== RECORDS SHOWN

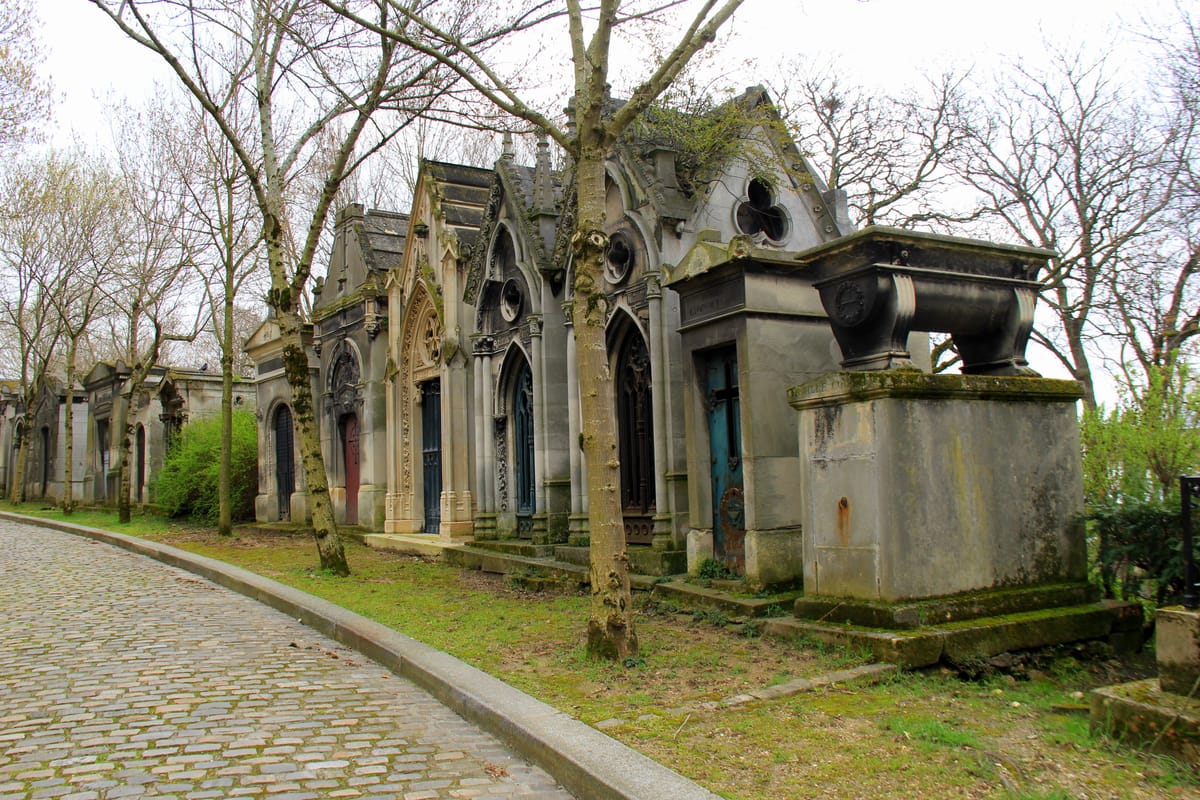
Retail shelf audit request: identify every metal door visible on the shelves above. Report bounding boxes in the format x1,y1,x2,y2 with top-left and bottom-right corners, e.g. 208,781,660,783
341,414,359,525
40,426,51,498
136,426,145,502
274,405,295,521
421,380,442,533
618,334,654,544
706,348,745,573
514,363,535,533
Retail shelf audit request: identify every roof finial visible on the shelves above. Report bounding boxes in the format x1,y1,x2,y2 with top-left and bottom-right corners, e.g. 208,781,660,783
534,130,554,214
501,131,515,161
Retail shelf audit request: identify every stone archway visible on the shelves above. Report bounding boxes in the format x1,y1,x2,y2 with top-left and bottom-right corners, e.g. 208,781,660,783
393,285,441,532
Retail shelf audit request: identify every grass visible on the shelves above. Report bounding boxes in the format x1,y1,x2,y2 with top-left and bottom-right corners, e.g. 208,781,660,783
4,503,1197,800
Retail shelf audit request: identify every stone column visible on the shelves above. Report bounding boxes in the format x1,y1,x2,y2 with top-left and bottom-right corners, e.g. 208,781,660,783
645,273,671,548
529,315,548,542
480,344,497,538
472,340,486,512
564,302,588,544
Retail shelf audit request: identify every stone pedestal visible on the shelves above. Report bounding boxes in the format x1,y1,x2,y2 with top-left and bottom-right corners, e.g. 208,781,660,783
788,371,1087,602
1158,607,1200,696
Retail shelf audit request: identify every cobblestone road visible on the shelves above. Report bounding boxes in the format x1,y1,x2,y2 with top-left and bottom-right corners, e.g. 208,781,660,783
0,519,574,800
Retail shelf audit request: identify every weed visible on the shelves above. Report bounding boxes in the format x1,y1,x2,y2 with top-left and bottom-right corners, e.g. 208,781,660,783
740,618,764,638
1003,790,1073,800
691,607,731,627
696,558,735,581
884,715,981,750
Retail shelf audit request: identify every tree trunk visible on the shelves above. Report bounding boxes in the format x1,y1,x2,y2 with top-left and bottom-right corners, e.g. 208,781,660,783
63,339,78,514
573,152,638,660
9,416,29,504
218,283,234,537
277,307,348,575
116,387,132,523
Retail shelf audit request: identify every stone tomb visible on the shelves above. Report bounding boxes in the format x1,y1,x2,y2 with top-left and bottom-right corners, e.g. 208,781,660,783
666,234,930,590
788,227,1096,619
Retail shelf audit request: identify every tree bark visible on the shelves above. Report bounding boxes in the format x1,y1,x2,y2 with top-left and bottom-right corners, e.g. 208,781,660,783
573,151,638,660
62,339,78,514
277,307,347,575
218,273,234,537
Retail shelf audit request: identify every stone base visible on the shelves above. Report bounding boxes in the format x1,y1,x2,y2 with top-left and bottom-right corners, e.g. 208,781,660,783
686,528,713,575
553,545,589,567
627,547,687,577
745,528,803,592
1091,679,1200,763
789,372,1087,602
768,600,1143,668
567,514,589,547
1157,607,1200,695
794,583,1100,629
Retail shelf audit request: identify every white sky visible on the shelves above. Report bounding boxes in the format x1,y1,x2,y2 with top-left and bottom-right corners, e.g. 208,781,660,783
42,0,1179,145
36,0,1182,391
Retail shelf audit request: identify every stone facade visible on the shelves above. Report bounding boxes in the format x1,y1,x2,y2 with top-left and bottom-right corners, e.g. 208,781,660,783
242,87,1090,595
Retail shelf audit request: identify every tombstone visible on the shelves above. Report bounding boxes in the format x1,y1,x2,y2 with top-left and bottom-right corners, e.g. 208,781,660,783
788,227,1093,615
667,233,912,589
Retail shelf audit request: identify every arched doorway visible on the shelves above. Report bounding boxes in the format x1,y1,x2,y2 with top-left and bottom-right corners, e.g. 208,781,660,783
274,405,295,521
135,425,146,503
40,425,51,498
513,360,535,535
616,332,655,544
420,379,441,533
339,414,359,525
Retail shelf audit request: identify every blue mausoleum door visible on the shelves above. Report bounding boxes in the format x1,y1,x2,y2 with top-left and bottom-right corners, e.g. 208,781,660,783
706,347,745,574
514,363,535,536
421,379,442,534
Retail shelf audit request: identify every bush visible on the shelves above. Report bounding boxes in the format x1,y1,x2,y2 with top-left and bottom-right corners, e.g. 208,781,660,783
153,410,258,524
1087,498,1188,607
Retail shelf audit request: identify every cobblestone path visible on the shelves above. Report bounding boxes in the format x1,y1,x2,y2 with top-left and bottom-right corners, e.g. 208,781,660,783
0,519,574,800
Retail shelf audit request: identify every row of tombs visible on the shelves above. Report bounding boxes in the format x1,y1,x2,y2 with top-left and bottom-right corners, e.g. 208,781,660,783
247,88,1089,608
0,89,1094,618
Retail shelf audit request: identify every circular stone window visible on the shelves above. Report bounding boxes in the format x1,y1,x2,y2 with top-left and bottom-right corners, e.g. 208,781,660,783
735,178,788,243
604,232,635,285
500,278,523,322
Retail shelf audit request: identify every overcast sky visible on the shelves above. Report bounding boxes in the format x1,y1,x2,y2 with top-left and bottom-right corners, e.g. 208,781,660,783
42,0,1179,145
37,0,1183,390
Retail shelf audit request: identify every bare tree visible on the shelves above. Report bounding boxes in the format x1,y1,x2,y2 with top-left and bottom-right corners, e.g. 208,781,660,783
773,63,974,229
91,0,467,572
955,50,1175,408
40,156,125,514
1107,6,1200,384
327,0,744,659
162,95,268,535
0,0,50,149
0,155,73,503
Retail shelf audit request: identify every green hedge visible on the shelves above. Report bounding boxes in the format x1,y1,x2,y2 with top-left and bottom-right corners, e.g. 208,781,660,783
1087,498,1189,607
153,410,258,524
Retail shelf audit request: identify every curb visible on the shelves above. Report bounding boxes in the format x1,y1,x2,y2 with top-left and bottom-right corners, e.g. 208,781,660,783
2,512,721,800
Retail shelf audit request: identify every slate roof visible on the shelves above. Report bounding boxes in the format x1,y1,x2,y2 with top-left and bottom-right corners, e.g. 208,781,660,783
424,160,493,253
359,209,409,273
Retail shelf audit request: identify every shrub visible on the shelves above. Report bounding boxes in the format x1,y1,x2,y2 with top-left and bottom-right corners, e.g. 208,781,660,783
153,410,258,524
1087,498,1187,607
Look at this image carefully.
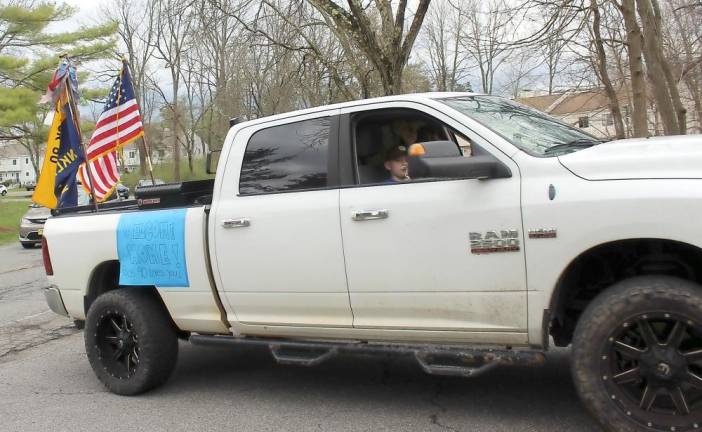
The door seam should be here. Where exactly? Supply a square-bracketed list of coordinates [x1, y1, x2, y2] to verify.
[337, 188, 356, 326]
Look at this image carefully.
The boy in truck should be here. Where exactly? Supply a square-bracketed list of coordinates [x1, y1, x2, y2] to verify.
[383, 145, 411, 183]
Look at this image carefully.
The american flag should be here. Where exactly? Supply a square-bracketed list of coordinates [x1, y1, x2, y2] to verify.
[79, 61, 144, 201]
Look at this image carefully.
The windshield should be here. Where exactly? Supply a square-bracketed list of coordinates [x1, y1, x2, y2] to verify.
[439, 95, 600, 157]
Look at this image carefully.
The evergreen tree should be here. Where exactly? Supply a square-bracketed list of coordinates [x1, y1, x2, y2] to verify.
[0, 1, 116, 176]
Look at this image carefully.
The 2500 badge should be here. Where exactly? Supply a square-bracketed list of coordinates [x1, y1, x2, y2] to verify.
[469, 230, 520, 254]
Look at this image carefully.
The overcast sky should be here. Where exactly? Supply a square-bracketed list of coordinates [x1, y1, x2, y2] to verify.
[63, 0, 111, 26]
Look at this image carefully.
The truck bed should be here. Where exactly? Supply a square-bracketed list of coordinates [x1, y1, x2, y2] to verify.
[52, 179, 215, 217]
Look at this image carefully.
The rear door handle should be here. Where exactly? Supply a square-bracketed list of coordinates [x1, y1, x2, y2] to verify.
[351, 209, 389, 221]
[222, 218, 250, 228]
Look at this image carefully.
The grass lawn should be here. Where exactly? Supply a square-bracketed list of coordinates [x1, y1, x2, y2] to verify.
[121, 158, 213, 190]
[0, 199, 31, 246]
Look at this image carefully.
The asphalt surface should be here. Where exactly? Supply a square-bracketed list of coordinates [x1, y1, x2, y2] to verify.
[0, 243, 603, 431]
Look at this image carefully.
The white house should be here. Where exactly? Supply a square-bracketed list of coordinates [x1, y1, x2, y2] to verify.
[518, 88, 700, 139]
[0, 144, 38, 186]
[121, 142, 169, 172]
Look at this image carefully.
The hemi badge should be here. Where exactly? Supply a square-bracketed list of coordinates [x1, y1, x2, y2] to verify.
[529, 228, 557, 239]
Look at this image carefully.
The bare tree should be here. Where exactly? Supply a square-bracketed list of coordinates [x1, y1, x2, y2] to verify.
[589, 0, 626, 138]
[458, 0, 514, 94]
[106, 0, 160, 174]
[422, 0, 470, 91]
[636, 0, 686, 134]
[306, 0, 432, 95]
[616, 0, 648, 136]
[666, 0, 702, 132]
[152, 0, 195, 181]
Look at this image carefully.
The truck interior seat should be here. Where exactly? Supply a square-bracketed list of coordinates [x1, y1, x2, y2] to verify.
[354, 125, 388, 184]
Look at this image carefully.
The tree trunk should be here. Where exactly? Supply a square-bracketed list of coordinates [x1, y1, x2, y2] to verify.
[691, 86, 702, 132]
[590, 0, 626, 139]
[173, 111, 180, 181]
[620, 0, 648, 137]
[172, 73, 181, 181]
[650, 0, 686, 133]
[307, 0, 430, 96]
[671, 2, 699, 133]
[136, 136, 146, 176]
[636, 0, 680, 134]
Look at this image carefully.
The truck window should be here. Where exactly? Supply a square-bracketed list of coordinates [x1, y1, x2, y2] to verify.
[239, 117, 330, 195]
[353, 109, 462, 184]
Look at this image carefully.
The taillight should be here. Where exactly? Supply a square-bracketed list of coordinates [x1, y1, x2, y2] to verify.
[41, 237, 53, 275]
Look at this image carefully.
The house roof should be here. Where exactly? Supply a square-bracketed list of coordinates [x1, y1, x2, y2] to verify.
[519, 88, 629, 115]
[0, 143, 30, 159]
[517, 94, 562, 112]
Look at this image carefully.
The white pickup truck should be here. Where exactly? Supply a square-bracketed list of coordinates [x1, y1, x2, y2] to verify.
[43, 93, 702, 432]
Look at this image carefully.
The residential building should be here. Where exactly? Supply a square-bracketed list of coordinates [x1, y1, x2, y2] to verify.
[517, 88, 700, 139]
[0, 144, 39, 186]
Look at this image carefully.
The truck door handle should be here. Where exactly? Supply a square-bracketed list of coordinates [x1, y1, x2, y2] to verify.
[222, 218, 250, 228]
[351, 209, 389, 221]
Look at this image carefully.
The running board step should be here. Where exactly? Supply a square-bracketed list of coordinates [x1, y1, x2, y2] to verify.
[190, 335, 545, 378]
[269, 346, 337, 367]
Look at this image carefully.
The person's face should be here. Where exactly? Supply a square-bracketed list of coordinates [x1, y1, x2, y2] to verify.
[384, 156, 409, 180]
[397, 122, 418, 144]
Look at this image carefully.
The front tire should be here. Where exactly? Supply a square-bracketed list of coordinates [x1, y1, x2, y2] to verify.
[85, 289, 178, 395]
[20, 242, 34, 249]
[572, 276, 702, 431]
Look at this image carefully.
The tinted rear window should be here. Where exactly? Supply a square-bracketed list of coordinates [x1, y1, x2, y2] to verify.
[239, 118, 330, 195]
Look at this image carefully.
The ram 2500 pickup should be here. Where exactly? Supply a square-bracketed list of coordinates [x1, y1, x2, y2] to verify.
[43, 93, 702, 432]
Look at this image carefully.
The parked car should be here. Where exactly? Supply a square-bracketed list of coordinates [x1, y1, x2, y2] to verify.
[43, 92, 702, 432]
[135, 178, 165, 189]
[19, 203, 50, 248]
[115, 183, 129, 199]
[25, 180, 36, 191]
[0, 184, 7, 196]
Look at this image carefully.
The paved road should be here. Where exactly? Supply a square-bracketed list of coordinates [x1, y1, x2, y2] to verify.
[0, 243, 77, 358]
[0, 243, 602, 431]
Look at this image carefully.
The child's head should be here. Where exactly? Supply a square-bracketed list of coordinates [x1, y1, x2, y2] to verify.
[384, 145, 409, 181]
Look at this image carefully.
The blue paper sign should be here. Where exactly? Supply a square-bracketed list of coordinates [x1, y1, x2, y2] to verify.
[117, 208, 189, 287]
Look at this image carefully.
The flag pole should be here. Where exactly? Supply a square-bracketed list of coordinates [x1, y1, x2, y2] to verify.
[121, 56, 156, 185]
[61, 54, 99, 212]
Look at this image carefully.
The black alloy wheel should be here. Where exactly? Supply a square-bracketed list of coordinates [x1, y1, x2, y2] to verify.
[94, 311, 140, 380]
[85, 288, 178, 395]
[602, 312, 702, 431]
[572, 276, 702, 432]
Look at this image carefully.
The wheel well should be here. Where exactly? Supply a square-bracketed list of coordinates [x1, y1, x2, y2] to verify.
[549, 238, 702, 347]
[83, 261, 186, 336]
[84, 261, 121, 315]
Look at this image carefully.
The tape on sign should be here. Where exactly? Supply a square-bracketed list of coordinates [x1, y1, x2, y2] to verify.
[116, 208, 189, 287]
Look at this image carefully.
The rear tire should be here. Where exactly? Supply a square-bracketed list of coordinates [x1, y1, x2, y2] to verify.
[85, 288, 178, 395]
[572, 276, 702, 432]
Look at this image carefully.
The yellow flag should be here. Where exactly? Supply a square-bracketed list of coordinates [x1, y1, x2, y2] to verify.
[32, 102, 65, 209]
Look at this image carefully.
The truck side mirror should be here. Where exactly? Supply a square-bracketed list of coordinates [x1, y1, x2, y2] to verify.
[407, 141, 511, 180]
[206, 150, 221, 175]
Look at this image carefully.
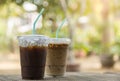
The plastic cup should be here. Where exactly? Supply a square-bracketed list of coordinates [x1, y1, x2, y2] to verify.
[45, 38, 71, 77]
[17, 35, 49, 80]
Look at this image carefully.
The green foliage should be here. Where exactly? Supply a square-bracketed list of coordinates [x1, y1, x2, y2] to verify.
[74, 42, 91, 52]
[0, 19, 9, 52]
[0, 2, 24, 18]
[89, 36, 102, 54]
[25, 26, 69, 38]
[0, 0, 6, 5]
[0, 19, 7, 35]
[110, 38, 120, 55]
[0, 0, 120, 55]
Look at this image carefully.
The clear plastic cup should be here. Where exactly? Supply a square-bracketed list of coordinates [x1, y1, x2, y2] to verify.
[45, 38, 71, 77]
[17, 35, 49, 80]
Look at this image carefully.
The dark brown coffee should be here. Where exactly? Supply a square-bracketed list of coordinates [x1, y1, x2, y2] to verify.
[46, 44, 69, 76]
[20, 46, 47, 80]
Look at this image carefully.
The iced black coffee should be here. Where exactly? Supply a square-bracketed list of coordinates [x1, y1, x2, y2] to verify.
[46, 38, 71, 77]
[18, 35, 49, 80]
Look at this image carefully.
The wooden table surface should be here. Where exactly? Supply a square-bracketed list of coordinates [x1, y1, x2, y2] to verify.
[0, 72, 120, 81]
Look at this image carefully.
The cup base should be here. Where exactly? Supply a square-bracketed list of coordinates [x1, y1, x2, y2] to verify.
[46, 73, 64, 77]
[21, 66, 45, 80]
[22, 77, 44, 80]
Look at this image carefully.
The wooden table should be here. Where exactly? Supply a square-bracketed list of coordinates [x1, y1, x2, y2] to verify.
[0, 72, 120, 81]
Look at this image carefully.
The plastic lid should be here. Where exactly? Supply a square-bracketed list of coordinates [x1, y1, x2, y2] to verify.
[49, 38, 71, 45]
[17, 35, 49, 47]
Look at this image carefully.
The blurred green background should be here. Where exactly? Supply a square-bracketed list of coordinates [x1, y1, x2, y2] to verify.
[1, 0, 120, 73]
[0, 0, 120, 55]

====

#### WHAT YOU NEED TO DO:
Each line, beginning at the one that contains "The wooden table should" and continuing through the end of the records, must be written out exactly, first and last included.

#### EXERCISE RESPONSE:
The wooden table should be here. Where exactly? Supply a square-bracketed list of coordinates [x1, y1, x2, y2] to verify.
[0, 72, 120, 81]
Look at this image carefully.
The plastic lid should be here. Where exactly? Supply a square-bracketed list of coordinates [x1, y1, x2, y2] to verify.
[49, 38, 71, 45]
[17, 35, 49, 47]
Look at this image carefully.
The blurred green background should be here. Where exactly? Supply a square-bracketed list of coordinates [x1, y1, x2, y2] to verify.
[1, 0, 120, 73]
[0, 0, 120, 55]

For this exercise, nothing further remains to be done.